→ **What is required**: Count the lines in the items below that contain the word "front", and reply with only that number.

→ **Listed records**:
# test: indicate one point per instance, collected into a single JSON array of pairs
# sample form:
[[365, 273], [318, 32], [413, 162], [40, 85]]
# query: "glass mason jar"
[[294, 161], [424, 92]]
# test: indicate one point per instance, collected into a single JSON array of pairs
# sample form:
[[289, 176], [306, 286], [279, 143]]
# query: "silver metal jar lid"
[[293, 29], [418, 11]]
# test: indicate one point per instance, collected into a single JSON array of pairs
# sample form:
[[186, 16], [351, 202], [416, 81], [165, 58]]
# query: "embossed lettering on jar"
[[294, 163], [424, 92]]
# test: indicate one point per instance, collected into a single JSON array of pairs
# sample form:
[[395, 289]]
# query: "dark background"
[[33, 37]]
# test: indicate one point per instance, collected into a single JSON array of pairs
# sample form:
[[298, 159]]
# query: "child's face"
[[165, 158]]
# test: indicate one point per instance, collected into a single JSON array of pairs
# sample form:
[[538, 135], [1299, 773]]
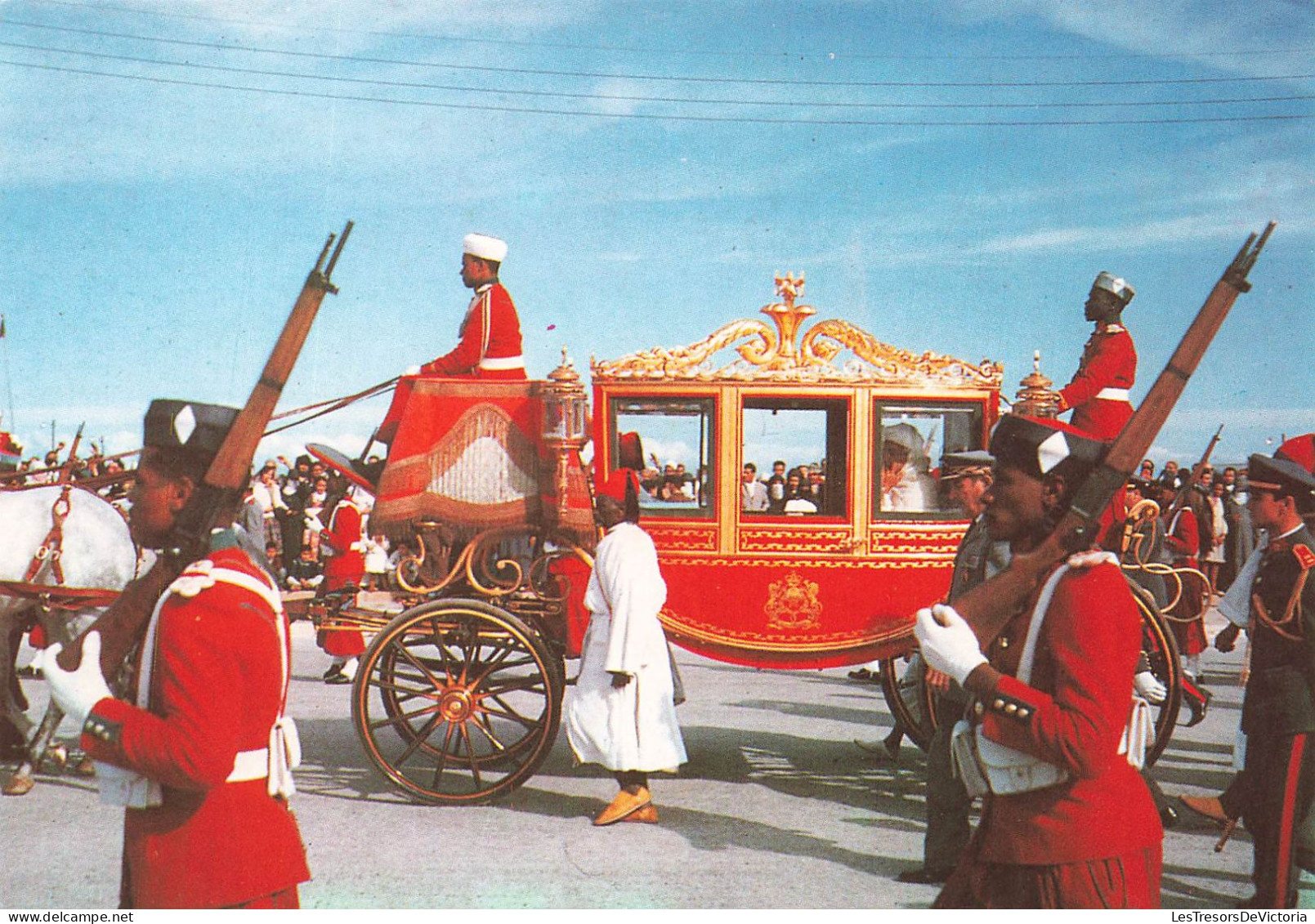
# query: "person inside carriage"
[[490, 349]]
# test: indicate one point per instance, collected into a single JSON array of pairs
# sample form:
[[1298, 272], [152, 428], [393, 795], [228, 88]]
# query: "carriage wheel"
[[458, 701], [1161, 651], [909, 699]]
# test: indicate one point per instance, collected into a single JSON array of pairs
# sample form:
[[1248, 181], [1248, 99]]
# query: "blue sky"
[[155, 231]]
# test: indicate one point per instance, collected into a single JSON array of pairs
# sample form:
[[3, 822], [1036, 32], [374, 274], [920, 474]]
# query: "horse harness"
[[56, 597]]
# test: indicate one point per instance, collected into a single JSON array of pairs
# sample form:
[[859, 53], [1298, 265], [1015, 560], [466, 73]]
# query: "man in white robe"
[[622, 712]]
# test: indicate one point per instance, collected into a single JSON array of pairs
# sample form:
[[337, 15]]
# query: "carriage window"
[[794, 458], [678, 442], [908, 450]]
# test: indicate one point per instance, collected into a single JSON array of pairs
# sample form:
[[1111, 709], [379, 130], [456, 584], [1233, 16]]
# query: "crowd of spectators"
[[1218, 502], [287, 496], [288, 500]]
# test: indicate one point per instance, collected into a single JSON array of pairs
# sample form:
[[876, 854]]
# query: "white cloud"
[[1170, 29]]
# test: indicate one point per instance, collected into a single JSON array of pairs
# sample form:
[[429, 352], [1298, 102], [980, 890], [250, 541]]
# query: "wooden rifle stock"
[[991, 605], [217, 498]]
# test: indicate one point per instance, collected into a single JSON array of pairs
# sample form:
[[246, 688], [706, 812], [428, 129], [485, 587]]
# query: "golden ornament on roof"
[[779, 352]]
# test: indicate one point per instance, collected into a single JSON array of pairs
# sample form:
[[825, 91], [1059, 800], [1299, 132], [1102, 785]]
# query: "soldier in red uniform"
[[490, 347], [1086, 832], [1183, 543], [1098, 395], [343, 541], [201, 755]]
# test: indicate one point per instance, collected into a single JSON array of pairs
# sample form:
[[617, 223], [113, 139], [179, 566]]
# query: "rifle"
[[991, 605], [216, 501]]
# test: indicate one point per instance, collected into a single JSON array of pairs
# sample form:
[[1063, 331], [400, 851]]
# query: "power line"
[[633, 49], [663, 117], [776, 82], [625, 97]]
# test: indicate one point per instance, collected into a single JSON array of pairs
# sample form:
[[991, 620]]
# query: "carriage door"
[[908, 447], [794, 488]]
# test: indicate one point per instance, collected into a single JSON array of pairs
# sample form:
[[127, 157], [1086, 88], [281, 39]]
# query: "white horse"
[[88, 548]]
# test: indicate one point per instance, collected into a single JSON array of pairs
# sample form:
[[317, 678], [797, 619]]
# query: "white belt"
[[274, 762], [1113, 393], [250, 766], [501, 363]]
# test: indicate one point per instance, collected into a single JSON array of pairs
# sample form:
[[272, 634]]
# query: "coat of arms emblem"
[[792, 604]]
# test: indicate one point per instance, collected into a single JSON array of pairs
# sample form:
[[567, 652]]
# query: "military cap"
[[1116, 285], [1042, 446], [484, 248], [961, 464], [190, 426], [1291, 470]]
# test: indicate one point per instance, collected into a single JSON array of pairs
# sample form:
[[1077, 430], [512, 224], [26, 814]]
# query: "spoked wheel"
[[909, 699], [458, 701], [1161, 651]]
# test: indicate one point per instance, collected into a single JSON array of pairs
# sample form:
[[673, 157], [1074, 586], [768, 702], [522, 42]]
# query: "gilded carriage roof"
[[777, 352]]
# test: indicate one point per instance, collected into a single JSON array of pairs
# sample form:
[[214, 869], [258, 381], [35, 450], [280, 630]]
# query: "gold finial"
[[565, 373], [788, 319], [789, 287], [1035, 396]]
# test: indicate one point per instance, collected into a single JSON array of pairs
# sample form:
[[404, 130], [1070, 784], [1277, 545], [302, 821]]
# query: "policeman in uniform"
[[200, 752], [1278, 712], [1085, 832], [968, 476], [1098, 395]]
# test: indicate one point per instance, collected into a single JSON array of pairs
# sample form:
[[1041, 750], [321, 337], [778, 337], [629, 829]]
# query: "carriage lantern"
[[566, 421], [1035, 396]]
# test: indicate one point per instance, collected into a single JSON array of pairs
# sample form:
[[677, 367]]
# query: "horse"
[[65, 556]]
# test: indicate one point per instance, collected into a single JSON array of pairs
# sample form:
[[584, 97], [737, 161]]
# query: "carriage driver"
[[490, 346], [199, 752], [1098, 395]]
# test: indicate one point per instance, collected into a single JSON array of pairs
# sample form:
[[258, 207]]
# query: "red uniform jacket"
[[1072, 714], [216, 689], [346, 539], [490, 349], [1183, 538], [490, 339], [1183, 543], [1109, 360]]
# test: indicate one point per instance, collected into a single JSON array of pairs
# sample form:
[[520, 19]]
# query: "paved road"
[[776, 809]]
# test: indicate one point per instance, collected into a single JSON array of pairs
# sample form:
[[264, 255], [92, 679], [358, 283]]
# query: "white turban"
--
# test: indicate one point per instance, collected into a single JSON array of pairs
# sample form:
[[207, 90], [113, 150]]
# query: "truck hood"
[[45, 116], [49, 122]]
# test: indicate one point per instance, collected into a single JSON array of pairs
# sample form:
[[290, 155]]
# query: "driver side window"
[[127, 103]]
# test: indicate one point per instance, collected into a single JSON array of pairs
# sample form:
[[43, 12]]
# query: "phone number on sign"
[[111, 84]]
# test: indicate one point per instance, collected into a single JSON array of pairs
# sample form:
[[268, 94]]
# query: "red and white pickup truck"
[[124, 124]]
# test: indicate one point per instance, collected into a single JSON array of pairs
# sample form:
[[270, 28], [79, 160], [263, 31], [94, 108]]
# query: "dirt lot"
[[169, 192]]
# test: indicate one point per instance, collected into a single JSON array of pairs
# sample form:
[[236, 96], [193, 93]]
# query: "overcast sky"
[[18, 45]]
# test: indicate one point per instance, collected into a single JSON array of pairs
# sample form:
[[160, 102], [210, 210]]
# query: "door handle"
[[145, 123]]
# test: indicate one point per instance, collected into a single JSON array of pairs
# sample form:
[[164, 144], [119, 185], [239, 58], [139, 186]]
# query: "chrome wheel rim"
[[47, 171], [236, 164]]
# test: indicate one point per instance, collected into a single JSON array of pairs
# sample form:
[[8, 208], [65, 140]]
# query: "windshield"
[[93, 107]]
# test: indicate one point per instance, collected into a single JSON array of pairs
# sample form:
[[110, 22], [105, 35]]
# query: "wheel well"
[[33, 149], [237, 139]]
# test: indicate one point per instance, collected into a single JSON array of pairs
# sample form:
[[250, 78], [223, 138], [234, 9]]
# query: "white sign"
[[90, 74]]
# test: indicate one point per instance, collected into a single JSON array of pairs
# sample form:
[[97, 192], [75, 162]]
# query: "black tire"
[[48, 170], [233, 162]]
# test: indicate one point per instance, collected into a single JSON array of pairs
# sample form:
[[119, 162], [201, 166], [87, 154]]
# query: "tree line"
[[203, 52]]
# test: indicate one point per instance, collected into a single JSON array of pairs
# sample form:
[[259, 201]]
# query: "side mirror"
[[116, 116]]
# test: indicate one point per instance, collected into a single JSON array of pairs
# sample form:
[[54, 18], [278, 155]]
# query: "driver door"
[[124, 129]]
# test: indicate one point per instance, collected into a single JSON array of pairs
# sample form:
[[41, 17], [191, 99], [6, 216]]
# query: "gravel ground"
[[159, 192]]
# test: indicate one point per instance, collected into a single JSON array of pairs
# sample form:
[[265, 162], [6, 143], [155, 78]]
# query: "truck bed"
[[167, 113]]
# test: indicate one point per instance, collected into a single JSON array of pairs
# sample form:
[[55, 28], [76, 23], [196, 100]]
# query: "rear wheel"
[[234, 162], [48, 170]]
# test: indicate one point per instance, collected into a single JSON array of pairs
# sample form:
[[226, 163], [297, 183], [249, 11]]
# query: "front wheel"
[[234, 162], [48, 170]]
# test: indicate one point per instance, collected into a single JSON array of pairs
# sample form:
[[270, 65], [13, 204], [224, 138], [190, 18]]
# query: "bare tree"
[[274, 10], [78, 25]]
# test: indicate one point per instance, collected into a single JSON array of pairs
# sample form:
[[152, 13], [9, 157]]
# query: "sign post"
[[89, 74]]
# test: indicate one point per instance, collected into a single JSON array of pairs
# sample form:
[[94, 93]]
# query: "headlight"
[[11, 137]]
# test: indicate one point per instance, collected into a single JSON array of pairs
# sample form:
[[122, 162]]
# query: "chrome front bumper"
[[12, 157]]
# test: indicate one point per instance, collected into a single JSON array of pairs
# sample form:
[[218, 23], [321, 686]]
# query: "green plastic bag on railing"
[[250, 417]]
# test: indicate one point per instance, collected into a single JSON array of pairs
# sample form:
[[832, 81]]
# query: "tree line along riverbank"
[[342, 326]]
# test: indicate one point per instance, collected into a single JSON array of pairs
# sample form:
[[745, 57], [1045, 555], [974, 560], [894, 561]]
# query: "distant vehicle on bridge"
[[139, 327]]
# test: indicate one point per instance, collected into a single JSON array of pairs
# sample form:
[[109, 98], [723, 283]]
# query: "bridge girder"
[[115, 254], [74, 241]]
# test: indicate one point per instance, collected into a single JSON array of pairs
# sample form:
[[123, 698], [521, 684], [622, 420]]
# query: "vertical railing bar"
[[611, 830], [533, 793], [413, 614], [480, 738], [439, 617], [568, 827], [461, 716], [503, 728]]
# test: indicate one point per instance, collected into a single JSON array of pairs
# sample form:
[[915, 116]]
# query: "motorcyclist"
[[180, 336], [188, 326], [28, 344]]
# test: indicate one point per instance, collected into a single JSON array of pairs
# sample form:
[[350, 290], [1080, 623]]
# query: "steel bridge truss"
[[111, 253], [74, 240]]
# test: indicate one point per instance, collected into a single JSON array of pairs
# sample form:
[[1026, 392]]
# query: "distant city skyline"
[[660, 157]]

→ **Answer for the task**: 2